### Aim:
Transcribe the stretch of the half-marathon blog post from "Well, everybody, I" through "anything is possible." character for character.

━━━━━ Excerpt ━━━━━

Monday, April 4, 2011

A Startup is a Marathon...Not a Sprint

Or maybe it's a half marathon...

Well, everybody, I did it.  I completed my first half marathon on Saturday.  13.1 miles of pavement is behind me and a world of opportunity is in front of me.  Because now that I know that I can run that far, it seems like almost anything is possible.

I was never a good runner.  As a varsity swimmer in college, I was meant to spend my time in the water...not on land (a "fish out of water" is an appropriate term for me).  So paying the $50, buying new Nike tennis shoes, and signing up for the half marathon was not the easiest thing to do.  But as soon as I signed myself up, I was determined to succeed.  So, I started training on January 1st, running mile after mile on treadmills and trails, until April 2nd, when Rock the Parkway 2011 Half Marathon finally arrived.

But what's this half marathon story got to do with entrepreneurship?  A lot, actually.

━━━━━ Material shown ━━━━━

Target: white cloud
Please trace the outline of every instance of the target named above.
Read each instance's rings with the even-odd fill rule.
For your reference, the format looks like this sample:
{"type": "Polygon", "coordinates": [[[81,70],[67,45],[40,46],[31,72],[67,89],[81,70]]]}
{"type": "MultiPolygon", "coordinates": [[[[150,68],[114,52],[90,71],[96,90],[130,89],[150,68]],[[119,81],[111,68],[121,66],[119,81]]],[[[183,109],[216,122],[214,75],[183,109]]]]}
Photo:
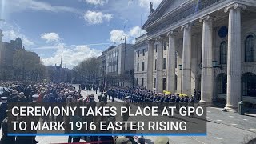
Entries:
{"type": "Polygon", "coordinates": [[[162,0],[138,0],[139,6],[142,7],[150,7],[150,2],[153,2],[154,9],[155,10],[162,0]]]}
{"type": "Polygon", "coordinates": [[[46,40],[46,42],[58,42],[60,37],[56,33],[44,33],[41,34],[41,38],[46,40]]]}
{"type": "Polygon", "coordinates": [[[145,33],[145,30],[142,30],[138,26],[137,26],[130,30],[129,34],[132,37],[137,38],[145,33]]]}
{"type": "Polygon", "coordinates": [[[112,30],[110,32],[110,41],[116,44],[123,43],[124,38],[126,37],[128,43],[135,43],[135,38],[145,34],[146,31],[142,30],[138,26],[131,28],[128,31],[120,30],[112,30]]]}
{"type": "Polygon", "coordinates": [[[46,66],[55,64],[59,65],[62,52],[62,66],[66,66],[67,68],[73,68],[85,58],[92,56],[98,57],[101,55],[102,52],[102,50],[90,48],[86,45],[66,46],[64,43],[58,43],[52,47],[54,47],[57,51],[52,57],[42,58],[42,59],[44,64],[46,66]]]}
{"type": "Polygon", "coordinates": [[[5,40],[10,41],[10,40],[15,40],[17,38],[20,38],[24,46],[34,45],[34,43],[31,40],[26,38],[24,34],[20,34],[19,31],[7,30],[7,31],[3,31],[2,33],[4,35],[5,40]]]}
{"type": "Polygon", "coordinates": [[[87,3],[93,5],[101,5],[103,6],[106,3],[108,3],[108,0],[86,0],[87,3]]]}
{"type": "Polygon", "coordinates": [[[75,8],[65,6],[54,6],[45,2],[35,0],[8,0],[6,6],[10,6],[11,10],[26,10],[28,9],[33,10],[50,11],[50,12],[72,12],[80,13],[75,8]]]}
{"type": "Polygon", "coordinates": [[[123,38],[125,36],[127,36],[123,30],[112,30],[110,33],[110,40],[112,42],[122,43],[123,42],[123,38]]]}
{"type": "Polygon", "coordinates": [[[85,13],[84,18],[89,24],[97,25],[103,23],[105,21],[110,22],[113,16],[110,14],[88,10],[85,13]]]}

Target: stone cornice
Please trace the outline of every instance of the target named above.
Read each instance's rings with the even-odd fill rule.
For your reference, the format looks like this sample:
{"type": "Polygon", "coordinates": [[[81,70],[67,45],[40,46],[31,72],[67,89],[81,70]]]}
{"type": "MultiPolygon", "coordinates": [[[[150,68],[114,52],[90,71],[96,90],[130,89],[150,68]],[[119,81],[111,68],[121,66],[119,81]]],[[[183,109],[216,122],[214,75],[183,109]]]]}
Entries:
{"type": "Polygon", "coordinates": [[[146,46],[146,44],[147,44],[147,41],[146,40],[146,41],[140,42],[138,43],[135,43],[132,47],[134,49],[138,49],[138,48],[140,48],[143,46],[146,46]]]}
{"type": "MultiPolygon", "coordinates": [[[[186,18],[181,19],[180,21],[177,21],[173,24],[166,23],[165,24],[166,25],[165,26],[160,26],[161,29],[158,29],[159,26],[154,27],[154,31],[151,31],[151,30],[147,31],[148,38],[154,38],[159,35],[162,35],[162,34],[168,33],[170,30],[180,29],[180,26],[184,25],[184,23],[192,22],[202,18],[202,16],[209,15],[214,11],[222,10],[226,6],[229,6],[234,3],[235,3],[235,2],[234,2],[233,0],[225,0],[225,1],[221,0],[221,2],[218,2],[218,3],[216,2],[214,3],[214,5],[211,5],[211,6],[209,6],[208,9],[204,9],[203,10],[195,14],[193,17],[188,17],[186,18]]],[[[243,4],[246,5],[246,2],[243,2],[243,4]]],[[[162,22],[162,23],[165,23],[165,22],[162,22]]]]}
{"type": "Polygon", "coordinates": [[[165,37],[162,36],[159,36],[158,38],[156,38],[156,41],[164,41],[166,39],[165,37]]]}
{"type": "Polygon", "coordinates": [[[148,43],[148,44],[154,44],[154,42],[155,42],[154,39],[148,39],[148,40],[147,40],[147,43],[148,43]]]}
{"type": "Polygon", "coordinates": [[[191,24],[188,23],[188,24],[186,24],[186,25],[182,26],[181,27],[181,30],[191,30],[191,28],[192,28],[191,24]]]}
{"type": "Polygon", "coordinates": [[[210,17],[210,15],[206,15],[199,19],[199,22],[212,22],[215,21],[216,18],[214,17],[210,17]]]}
{"type": "Polygon", "coordinates": [[[169,36],[177,36],[178,35],[178,31],[177,30],[170,30],[170,32],[167,33],[167,37],[169,36]]]}
{"type": "Polygon", "coordinates": [[[232,5],[230,5],[224,9],[224,12],[228,12],[230,9],[234,9],[238,10],[243,10],[246,8],[245,5],[238,4],[238,3],[234,3],[232,5]]]}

━━━━━

### Expected answer:
Well, everybody, I did it.  I completed my first half marathon on Saturday.  13.1 miles of pavement is behind me and a world of opportunity is in front of me.  Because now that I know that I can run that far, it seems like almost anything is possible.